§ Solicitud escrita: Cuenta cuántas líneas de los datos que siguen contienen la cadena "Give", teniendo en cuenta mayúsculas y minúsculas. Responde solo con el número.

§ Datos de trabajo:
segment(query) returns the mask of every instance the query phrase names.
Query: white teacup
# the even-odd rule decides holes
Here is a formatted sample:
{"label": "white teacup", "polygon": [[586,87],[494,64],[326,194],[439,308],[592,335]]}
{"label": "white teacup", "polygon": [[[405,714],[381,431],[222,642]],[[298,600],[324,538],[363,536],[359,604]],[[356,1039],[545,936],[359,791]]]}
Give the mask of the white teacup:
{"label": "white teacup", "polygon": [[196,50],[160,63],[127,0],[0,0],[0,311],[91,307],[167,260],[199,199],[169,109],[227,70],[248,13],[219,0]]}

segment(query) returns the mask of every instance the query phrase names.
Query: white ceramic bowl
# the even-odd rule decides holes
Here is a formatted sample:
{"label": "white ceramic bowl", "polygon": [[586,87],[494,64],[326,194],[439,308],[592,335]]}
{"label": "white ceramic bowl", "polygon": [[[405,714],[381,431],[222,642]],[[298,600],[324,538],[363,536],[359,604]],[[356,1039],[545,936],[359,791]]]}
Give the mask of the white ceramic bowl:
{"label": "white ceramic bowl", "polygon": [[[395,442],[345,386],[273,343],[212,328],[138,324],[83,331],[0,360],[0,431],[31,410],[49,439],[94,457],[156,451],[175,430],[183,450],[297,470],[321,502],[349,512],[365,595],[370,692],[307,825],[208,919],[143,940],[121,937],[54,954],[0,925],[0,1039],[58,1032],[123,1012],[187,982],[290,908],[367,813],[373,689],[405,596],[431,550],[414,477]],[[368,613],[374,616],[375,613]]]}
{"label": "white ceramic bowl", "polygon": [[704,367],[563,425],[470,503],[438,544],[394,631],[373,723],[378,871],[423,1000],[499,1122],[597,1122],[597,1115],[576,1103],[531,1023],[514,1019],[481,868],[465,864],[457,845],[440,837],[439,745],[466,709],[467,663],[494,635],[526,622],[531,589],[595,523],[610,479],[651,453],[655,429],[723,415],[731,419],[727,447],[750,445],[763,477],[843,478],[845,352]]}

§ Solución de la tarea: 2